Natural language region descriptions:
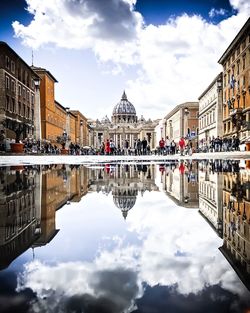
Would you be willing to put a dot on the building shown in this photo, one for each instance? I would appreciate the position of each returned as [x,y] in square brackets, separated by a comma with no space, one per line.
[210,199]
[236,85]
[210,112]
[180,187]
[236,220]
[124,125]
[20,212]
[18,88]
[125,183]
[81,128]
[182,121]
[56,119]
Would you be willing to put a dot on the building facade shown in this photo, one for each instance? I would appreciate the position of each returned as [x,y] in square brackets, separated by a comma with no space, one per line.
[17,95]
[124,125]
[210,199]
[182,121]
[81,128]
[210,112]
[236,85]
[236,220]
[56,119]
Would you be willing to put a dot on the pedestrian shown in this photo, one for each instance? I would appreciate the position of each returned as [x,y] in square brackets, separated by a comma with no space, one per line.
[182,145]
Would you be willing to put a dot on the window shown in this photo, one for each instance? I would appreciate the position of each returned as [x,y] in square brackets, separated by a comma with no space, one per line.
[7,104]
[7,62]
[13,67]
[13,109]
[13,85]
[7,82]
[244,62]
[238,67]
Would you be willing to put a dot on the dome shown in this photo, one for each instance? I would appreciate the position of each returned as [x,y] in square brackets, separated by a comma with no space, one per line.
[124,107]
[105,120]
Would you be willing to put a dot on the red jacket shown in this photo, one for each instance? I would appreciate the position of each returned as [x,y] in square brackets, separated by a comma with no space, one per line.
[182,143]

ASSIGNMENT: Only the lines from the one holding "Would you be willing to put a dot on the red" through the end of the records should appear in the answer, each repeated exactly.

EXPECTED ANSWER:
Would you be willing to put a dot on the red jacket shown in this photo, one for each instance? I would appreciate the position of each returned as [x,y] in square brackets, separated by a comma with no space, one per line.
[182,143]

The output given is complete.